## Data records

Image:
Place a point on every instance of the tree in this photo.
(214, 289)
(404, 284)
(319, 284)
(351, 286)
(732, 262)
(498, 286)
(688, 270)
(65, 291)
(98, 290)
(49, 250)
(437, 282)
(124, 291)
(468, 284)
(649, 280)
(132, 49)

## STATED PROBLEM
Put the lines of all the rows above into a numbered list, leaving out any blank lines.

## RESULT FOR THIS TASK
1. Image:
2. Place a point on every instance of the tree in this photo.
3. (214, 289)
4. (404, 284)
5. (319, 284)
6. (351, 286)
7. (732, 262)
8. (498, 286)
9. (688, 270)
10. (65, 291)
11. (98, 290)
12. (49, 250)
13. (437, 282)
14. (124, 291)
15. (468, 284)
16. (649, 280)
17. (132, 49)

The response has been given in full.